Pointing dataset records
<<<<

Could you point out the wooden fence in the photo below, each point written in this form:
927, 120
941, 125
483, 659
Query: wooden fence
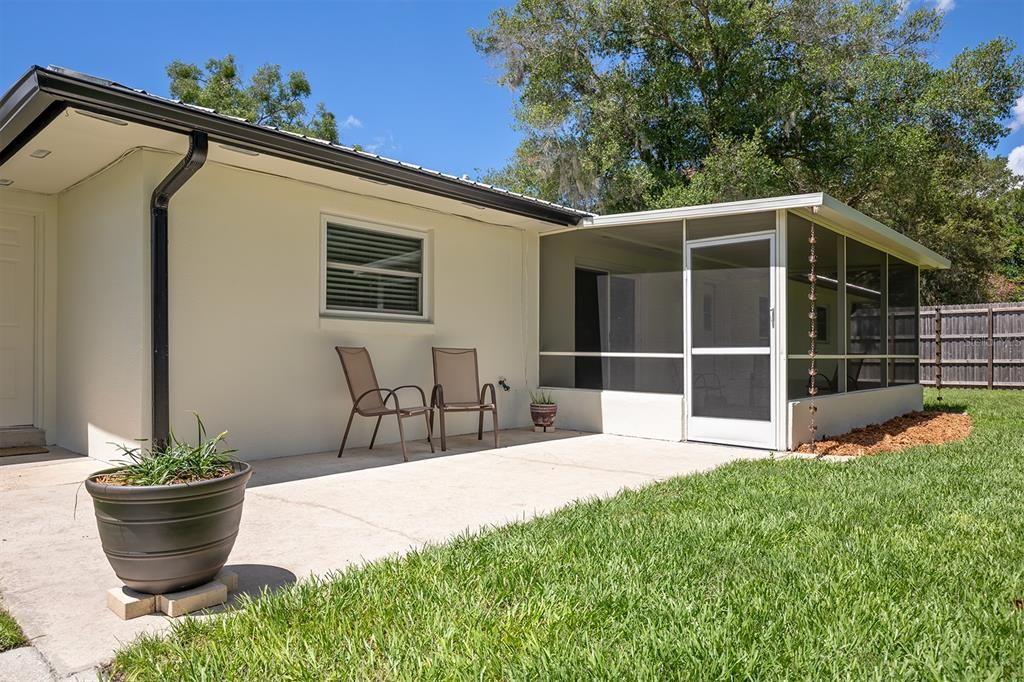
982, 345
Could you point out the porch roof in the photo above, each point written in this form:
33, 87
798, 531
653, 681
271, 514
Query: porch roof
820, 207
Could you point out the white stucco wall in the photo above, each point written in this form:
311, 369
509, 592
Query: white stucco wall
102, 311
838, 414
622, 413
248, 347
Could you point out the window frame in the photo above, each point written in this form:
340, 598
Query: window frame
425, 275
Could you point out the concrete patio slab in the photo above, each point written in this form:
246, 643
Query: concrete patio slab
307, 514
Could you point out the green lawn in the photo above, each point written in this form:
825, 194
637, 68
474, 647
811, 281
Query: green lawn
901, 565
10, 634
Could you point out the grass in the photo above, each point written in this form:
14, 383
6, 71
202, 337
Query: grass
11, 636
906, 565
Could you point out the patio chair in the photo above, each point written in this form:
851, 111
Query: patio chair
457, 388
369, 399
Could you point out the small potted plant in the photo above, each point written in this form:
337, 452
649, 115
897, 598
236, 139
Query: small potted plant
543, 410
168, 518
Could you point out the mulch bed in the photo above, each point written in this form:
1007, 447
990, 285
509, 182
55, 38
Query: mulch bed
916, 428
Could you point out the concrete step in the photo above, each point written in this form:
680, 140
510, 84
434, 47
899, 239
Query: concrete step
20, 436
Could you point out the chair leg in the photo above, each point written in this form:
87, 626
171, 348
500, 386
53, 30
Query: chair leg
494, 422
344, 438
401, 438
373, 438
443, 435
430, 427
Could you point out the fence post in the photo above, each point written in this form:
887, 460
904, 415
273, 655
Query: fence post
991, 349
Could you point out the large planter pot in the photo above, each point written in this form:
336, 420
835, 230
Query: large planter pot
162, 539
543, 415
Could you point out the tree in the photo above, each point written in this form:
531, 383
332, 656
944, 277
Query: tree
268, 99
629, 104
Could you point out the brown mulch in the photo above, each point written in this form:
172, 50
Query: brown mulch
916, 428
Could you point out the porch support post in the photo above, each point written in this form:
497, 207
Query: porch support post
780, 360
193, 161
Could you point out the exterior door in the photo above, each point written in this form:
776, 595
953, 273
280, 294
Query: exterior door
17, 293
730, 340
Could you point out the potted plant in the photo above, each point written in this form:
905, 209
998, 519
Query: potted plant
543, 410
168, 518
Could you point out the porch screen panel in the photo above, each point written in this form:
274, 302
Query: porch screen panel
611, 309
867, 324
373, 271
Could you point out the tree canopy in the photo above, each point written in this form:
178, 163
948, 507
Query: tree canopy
269, 97
630, 104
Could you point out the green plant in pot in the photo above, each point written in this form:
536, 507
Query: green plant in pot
543, 409
168, 518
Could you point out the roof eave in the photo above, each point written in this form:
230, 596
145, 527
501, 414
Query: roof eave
880, 235
43, 90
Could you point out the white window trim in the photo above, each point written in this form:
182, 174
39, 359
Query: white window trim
426, 275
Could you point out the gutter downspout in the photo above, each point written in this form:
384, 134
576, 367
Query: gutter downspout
193, 161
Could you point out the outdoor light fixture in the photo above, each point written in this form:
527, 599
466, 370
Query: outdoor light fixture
101, 117
239, 150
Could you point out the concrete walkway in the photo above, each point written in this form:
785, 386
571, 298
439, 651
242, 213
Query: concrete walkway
308, 514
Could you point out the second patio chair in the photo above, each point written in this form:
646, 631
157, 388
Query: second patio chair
369, 399
457, 388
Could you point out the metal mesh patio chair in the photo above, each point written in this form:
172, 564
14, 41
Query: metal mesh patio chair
369, 399
457, 388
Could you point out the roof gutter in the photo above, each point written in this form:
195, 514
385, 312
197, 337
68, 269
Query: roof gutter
42, 86
159, 213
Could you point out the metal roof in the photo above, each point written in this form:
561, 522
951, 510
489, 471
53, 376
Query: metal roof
819, 207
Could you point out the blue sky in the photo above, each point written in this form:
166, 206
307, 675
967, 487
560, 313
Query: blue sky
404, 72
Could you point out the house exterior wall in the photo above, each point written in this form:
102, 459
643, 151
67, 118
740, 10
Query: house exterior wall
843, 412
249, 349
102, 311
43, 210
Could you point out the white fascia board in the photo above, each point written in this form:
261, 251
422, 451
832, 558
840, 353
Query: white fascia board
817, 206
705, 211
863, 228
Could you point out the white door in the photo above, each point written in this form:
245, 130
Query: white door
730, 340
17, 324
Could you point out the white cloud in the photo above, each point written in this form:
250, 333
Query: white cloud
1018, 120
383, 144
1015, 162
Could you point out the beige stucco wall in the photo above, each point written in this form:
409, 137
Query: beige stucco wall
249, 348
102, 311
44, 212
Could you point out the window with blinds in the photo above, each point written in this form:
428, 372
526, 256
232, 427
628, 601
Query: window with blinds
374, 271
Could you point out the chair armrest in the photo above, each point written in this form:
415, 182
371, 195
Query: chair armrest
423, 397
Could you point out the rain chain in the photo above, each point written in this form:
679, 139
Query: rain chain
938, 353
812, 315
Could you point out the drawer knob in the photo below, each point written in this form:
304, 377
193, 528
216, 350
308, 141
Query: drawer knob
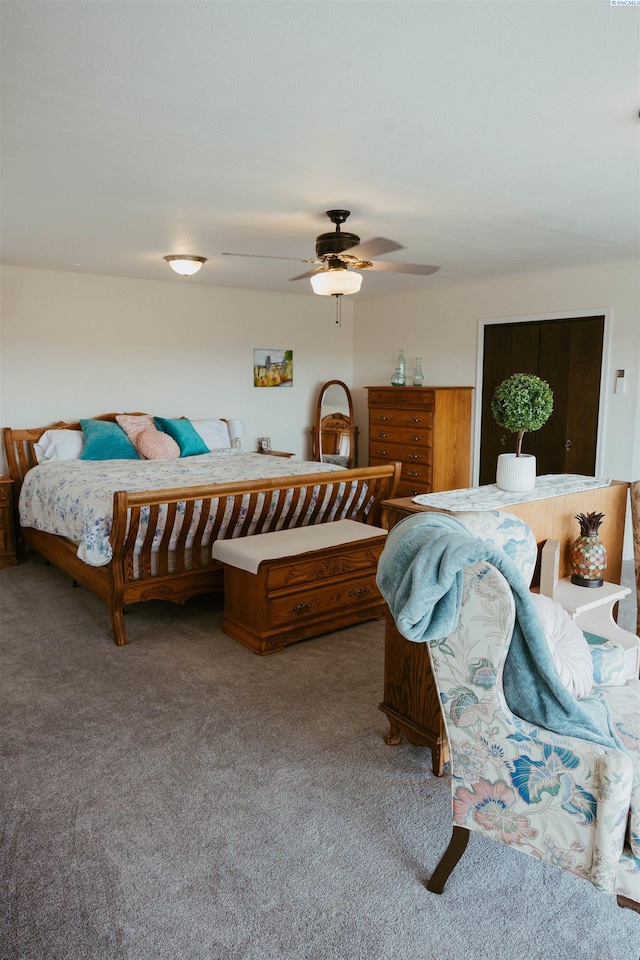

>>>>

Rewrite the records as a Markdown table with the columns Row and Line, giving each line its own numbered row. Begin at the line that contains "Could you point out the white fascia", stop after the last line of the records, and leave out blank lines and the pictures.

Full answer:
| Row | Line |
|---|---|
| 1 | Could you point out the white fascia board in the photo above, each point written in this form: |
| 2 | 261, 251 |
| 3 | 422, 451 |
| 4 | 832, 558 |
| 5 | 840, 353 |
| 6 | Query: white fascia board |
| 7 | 817, 206 |
| 8 | 705, 211 |
| 9 | 863, 228 |
| 10 | Could you point out the white door in the photo above, each point written in this form: |
| 11 | 245, 130 |
| 12 | Query: white door |
| 13 | 730, 340 |
| 14 | 17, 324 |
| 15 | Could you point out the white cloud in the photo above, each point written in this form: |
| 16 | 250, 333 |
| 17 | Query: white cloud |
| 18 | 1018, 120 |
| 19 | 383, 144 |
| 20 | 1015, 162 |
| 21 | Could you point out the beige stucco wall in the photo above, each point written in this form: |
| 22 | 409, 137 |
| 23 | Query: beige stucco wall |
| 24 | 249, 348 |
| 25 | 102, 311 |
| 26 | 44, 212 |
| 27 | Could you point out the window with blinds in the photo above, each point written in this form: |
| 28 | 428, 372 |
| 29 | 526, 256 |
| 30 | 232, 427 |
| 31 | 628, 601 |
| 32 | Query: window with blinds |
| 33 | 374, 271 |
| 34 | Could you point out the chair armrest in the photo above, each point written in this form: |
| 35 | 415, 182 |
| 36 | 371, 195 |
| 37 | Query: chair armrest |
| 38 | 423, 397 |
| 39 | Could you point out the rain chain in the photo above, each point written in this form: |
| 40 | 679, 139 |
| 41 | Query: rain chain |
| 42 | 938, 353 |
| 43 | 812, 315 |
| 44 | Could you point out the drawer knob in the photo below, each point written in this form: |
| 45 | 304, 377 |
| 46 | 193, 528 |
| 47 | 216, 350 |
| 48 | 308, 141 |
| 49 | Query: drawer knob |